# Passage
=======
Over time, IBM damaged its own market by itself failing to appreciate the importance of "IBM compatibility", introducing products such as the IBM PC Convertible (which was outsold by the heavier but much earlier and more compatible Compaq Portable) and the PCjr (which had significant incompatibilities with the original PC and was soon discontinued).

By the mid to late 1980s buyers began to regard PCs as commodities, and doubted that the security blanket of the IBM brand warranted the higher price. Meanwhile, MS-DOS-compatible (but not hardware-compatible) systems did not succeed in the marketplace. Being unable to run off-the-shelf software packages for the IBM PC and true compatibles made for poor sales and the eventual extinction of this category of systems.^{[citation needed]} Also, because of hardware incompatibility with the IBM PC design, the 80186 processor released only a year after the IBM PC was never popular in general-purpose personal computers.^{[citation needed]}

The declining influence of IBM

After 1987 IBM PC compatibles dominated both the home and business markets of commodity computers,^[6] with other notable alternative architectures being used in niche markets, like the Macintosh computers offered by Apple Inc. and used mainly in desktop publishing at the time, the aging 8-bit Commodore 64 which was selling for $150 by this time and became the world's best-selling computer, the 16-bit Commodore Amiga line used in television and video production and the 16-bit Atari ST used in the music industry. However, IBM itself lost the leadership role in the market for IBM PC compatibles by 1990. A few events in retrospect are key turning points:

• The 1982 introduction of the Compaq Portable, the first 100% IBM PC compatible computer, providing portability unavailable from IBM at the time. The compatibility and performance of the Portable legitimized the PC clone in the eyes of many.
• The availability by 1986 of sub-$1000 PC XT compatibles, including early offerings from Dell Computer, reducing demand for IBM's models.^[7] It was possible to buy two of these "generic" systems for less than the cost of one IBM-branded PC AT, and many companies did just that.
• Compaq beating IBM to market in 1986 with the first 80386-based PC.
• IBM's 1987 introduction of the incompatible and proprietary MicroChannel Architecture (MCA) computer bus, in its PS/2 line.
• The 1988 introduction by the "Gang of Nine" companies of a rival bus, Extended Industry Standard Architecture, aimed at competing with, rather than copying, MCA.
• The duelling Expanded memory and Extended memory standards of the late 1980s, both developed with no input from IBM.

As the market evolved, however, despite the failure of MCA, IBM derived a considerable income stream from license fees from companies who paid for licenses to use IBM patents that were in the PC design—to the extent that IBM's focus changed from discouraging PC clones to maximizing its revenue from license sales. IBM finally relinquished its role as a PC manufacturer in April 2005, when it sold its PC division to Lenovo for $1.75 billion.
=======
# Record list
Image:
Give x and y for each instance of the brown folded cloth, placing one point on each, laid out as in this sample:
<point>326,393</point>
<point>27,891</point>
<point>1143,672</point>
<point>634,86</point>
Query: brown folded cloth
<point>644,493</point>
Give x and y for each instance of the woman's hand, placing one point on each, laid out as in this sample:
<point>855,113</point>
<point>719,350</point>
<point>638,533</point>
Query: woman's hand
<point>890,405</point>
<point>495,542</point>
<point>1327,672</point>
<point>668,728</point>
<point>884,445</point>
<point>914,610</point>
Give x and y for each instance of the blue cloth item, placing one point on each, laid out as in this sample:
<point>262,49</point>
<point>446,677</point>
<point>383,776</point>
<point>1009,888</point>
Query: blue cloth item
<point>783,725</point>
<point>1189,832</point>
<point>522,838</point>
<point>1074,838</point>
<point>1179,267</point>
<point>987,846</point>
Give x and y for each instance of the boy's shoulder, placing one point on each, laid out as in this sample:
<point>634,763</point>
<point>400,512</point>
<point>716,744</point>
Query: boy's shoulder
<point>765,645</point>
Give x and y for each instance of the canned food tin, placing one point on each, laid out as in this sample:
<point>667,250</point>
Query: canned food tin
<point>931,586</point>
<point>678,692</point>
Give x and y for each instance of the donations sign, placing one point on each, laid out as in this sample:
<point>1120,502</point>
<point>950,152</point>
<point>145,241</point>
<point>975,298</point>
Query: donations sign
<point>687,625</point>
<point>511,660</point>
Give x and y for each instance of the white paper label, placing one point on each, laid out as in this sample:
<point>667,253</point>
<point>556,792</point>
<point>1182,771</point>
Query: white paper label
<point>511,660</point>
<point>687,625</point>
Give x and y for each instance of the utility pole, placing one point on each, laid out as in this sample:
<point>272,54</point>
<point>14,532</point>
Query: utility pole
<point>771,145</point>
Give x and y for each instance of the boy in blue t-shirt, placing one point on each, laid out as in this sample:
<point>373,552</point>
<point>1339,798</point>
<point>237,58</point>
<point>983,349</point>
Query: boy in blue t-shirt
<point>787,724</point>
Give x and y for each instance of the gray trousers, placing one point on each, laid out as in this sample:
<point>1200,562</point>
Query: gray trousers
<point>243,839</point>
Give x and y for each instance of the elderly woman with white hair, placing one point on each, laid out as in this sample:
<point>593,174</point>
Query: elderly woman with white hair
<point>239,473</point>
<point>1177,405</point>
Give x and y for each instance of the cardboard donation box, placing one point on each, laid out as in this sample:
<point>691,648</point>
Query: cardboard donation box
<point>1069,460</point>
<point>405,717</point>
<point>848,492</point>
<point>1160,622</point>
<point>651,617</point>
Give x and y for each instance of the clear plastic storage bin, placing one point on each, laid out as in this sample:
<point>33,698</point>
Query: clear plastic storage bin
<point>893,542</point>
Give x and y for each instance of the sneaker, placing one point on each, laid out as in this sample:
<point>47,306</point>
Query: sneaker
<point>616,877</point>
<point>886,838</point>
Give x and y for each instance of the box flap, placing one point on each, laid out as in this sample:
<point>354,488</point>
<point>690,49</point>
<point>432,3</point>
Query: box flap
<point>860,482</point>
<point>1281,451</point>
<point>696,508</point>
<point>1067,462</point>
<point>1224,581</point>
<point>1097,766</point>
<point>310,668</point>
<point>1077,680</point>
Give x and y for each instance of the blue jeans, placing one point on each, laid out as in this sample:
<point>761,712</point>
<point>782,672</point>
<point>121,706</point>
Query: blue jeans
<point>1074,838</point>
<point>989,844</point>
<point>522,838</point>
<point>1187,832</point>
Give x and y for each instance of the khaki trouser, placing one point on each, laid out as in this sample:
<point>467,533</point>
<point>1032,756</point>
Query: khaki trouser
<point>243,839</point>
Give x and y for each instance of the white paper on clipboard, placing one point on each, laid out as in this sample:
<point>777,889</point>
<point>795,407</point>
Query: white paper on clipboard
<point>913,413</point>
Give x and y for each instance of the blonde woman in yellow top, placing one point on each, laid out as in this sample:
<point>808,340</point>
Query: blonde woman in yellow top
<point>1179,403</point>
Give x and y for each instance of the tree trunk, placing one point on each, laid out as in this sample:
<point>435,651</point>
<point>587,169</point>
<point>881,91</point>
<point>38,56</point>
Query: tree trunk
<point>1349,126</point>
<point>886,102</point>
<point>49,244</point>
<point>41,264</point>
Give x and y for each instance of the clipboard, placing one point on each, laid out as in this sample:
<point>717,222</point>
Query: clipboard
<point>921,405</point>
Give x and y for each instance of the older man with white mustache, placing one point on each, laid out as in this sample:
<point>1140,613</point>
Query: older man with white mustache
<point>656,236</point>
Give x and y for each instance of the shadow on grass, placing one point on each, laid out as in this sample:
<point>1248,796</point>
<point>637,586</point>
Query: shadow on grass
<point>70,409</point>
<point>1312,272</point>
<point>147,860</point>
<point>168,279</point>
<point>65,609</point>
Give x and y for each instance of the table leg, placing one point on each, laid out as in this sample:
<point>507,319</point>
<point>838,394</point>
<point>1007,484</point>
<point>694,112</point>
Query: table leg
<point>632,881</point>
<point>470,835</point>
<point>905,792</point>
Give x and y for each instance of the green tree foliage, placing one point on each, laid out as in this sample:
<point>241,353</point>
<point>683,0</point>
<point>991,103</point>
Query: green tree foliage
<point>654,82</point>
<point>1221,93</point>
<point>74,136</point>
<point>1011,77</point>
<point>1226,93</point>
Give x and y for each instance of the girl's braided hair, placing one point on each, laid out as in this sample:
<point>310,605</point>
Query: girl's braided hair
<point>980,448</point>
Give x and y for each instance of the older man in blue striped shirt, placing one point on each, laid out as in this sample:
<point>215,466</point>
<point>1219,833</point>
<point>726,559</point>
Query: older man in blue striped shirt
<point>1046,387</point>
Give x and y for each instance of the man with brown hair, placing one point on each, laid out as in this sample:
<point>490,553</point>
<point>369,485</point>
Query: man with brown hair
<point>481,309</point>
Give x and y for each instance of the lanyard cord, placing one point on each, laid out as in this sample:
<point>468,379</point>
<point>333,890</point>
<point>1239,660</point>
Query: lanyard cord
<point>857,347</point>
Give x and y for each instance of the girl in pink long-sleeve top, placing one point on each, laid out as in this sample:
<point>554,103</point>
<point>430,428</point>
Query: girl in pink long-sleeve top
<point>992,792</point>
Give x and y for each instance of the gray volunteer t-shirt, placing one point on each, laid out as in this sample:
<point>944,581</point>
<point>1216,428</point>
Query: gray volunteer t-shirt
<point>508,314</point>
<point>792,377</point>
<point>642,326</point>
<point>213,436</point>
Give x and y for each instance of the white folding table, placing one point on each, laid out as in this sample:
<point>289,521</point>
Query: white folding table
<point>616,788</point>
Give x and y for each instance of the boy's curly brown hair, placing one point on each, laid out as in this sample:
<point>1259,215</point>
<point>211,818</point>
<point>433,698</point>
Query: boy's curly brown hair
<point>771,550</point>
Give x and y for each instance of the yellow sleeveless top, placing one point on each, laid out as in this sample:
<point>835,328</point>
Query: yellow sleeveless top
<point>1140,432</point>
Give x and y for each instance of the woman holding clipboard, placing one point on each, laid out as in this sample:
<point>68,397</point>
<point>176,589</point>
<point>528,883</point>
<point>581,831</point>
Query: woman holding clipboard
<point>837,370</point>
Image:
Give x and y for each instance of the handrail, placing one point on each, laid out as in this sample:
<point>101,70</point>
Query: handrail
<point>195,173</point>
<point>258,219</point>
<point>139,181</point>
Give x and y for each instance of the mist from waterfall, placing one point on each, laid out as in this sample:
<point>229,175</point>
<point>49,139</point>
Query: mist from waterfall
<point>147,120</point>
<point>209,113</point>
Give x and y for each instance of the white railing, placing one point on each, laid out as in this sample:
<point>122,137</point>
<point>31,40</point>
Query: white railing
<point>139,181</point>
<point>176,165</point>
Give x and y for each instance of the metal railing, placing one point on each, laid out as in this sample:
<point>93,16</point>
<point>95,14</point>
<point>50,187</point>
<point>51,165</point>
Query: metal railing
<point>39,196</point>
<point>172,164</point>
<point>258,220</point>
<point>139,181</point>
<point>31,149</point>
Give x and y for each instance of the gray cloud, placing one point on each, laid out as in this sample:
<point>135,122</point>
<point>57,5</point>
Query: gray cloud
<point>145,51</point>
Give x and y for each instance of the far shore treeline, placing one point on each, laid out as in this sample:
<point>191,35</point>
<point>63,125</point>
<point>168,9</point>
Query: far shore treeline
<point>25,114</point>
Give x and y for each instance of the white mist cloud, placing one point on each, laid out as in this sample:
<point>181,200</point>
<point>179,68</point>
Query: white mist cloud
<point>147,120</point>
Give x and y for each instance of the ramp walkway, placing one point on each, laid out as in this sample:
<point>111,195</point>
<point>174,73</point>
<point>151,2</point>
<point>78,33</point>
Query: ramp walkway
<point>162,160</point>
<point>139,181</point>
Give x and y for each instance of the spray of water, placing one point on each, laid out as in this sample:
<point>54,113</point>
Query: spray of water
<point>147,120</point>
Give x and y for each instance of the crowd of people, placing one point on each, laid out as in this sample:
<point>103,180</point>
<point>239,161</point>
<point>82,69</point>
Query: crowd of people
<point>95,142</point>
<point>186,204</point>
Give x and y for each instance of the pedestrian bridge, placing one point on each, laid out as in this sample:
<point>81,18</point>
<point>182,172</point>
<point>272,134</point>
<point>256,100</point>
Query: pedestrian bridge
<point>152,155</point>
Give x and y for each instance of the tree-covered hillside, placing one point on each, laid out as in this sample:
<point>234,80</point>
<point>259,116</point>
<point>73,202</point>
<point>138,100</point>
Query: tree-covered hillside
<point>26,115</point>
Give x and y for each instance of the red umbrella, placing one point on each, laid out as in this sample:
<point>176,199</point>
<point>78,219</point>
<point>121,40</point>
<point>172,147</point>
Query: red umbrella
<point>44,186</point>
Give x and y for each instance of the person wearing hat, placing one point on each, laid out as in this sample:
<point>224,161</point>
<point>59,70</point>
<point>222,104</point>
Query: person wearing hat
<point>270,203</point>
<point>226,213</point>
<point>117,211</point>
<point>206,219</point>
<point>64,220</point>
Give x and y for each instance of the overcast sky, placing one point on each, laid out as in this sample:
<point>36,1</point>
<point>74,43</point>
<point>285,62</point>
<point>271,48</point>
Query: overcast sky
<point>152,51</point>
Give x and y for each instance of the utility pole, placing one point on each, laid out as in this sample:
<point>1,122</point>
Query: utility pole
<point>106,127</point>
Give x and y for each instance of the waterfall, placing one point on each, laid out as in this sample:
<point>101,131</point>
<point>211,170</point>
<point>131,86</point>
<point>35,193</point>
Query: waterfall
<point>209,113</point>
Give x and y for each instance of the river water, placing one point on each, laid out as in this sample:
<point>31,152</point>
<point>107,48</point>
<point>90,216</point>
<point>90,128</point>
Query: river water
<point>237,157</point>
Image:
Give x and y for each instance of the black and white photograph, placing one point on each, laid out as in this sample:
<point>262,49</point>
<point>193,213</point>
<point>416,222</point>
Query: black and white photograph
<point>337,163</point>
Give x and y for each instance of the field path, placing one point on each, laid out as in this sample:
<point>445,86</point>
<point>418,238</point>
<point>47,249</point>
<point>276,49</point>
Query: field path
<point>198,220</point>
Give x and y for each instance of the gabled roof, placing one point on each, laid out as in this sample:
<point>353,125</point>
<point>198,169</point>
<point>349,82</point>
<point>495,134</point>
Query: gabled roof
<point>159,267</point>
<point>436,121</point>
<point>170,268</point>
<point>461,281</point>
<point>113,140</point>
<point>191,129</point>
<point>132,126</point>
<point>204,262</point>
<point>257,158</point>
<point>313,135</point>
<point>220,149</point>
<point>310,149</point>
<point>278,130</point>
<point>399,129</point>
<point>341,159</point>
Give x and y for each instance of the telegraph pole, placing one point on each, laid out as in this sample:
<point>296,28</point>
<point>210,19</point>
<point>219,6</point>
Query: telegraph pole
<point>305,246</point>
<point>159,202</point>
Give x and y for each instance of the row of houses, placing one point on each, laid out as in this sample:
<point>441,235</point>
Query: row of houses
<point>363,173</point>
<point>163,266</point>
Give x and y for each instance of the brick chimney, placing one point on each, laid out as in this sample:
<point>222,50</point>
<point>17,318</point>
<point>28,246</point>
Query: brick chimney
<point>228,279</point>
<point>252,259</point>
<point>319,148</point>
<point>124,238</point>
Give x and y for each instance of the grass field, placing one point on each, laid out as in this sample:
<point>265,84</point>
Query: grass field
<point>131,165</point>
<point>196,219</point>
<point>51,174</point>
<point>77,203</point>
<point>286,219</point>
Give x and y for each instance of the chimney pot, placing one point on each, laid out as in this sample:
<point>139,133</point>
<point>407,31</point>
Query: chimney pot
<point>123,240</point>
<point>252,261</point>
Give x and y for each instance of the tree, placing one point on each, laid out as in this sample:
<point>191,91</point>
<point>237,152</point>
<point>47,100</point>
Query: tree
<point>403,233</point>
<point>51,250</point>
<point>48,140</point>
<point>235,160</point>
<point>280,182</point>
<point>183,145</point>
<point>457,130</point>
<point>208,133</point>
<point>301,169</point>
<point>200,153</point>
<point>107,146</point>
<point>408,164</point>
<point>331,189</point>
=======
# Complete the following
#1 Reproduce only the part of the listing that opens with the line containing "Give x and y for each instance of the crowd" and closes with the line containing "<point>44,186</point>", swapping "red umbrella" for "yellow umbrella" everywhere in it and leaving everything else unchanged.
#2 Carry on the passage on IBM PC compatibles from the point where it stops.
The listing was gathered separately from the passage on IBM PC compatibles and has no connection to it.

# Written answers
#1
Give x and y for each instance of the crowd of people, placing one point on each, laid out as in this sample:
<point>103,180</point>
<point>239,161</point>
<point>82,69</point>
Query: crowd of people
<point>95,142</point>
<point>186,204</point>
Give x and y for each instance of the pedestrian bridge, placing one point on each, laid out as in this sample:
<point>81,18</point>
<point>182,172</point>
<point>272,134</point>
<point>256,100</point>
Query: pedestrian bridge
<point>152,155</point>
Give x and y for each instance of the tree-covered hillside, placing one point on each, laid out as in this sample:
<point>234,80</point>
<point>259,116</point>
<point>73,202</point>
<point>138,100</point>
Query: tree-covered hillside
<point>26,115</point>
Give x and y for each instance of the yellow umbrella, placing one point on each, laid out as in this sample:
<point>176,199</point>
<point>78,219</point>
<point>121,40</point>
<point>172,147</point>
Query: yellow umbrella
<point>44,186</point>

#2
As of October 2007, Hewlett-Packard and Dell hold the largest shares of the PC market in North America. They are also successful overseas, with Acer, Lenovo, and Toshiba also notable. Worldwide, a huge number of PCs are "white box" systems assembled by a myriad of local systems builders. Despite advances in computer technology, all current IBM PC compatibles remain very much compatible with the original IBM PC computers, although most of the components implement the compatibility in special backward compatibility modes used only during a system boot.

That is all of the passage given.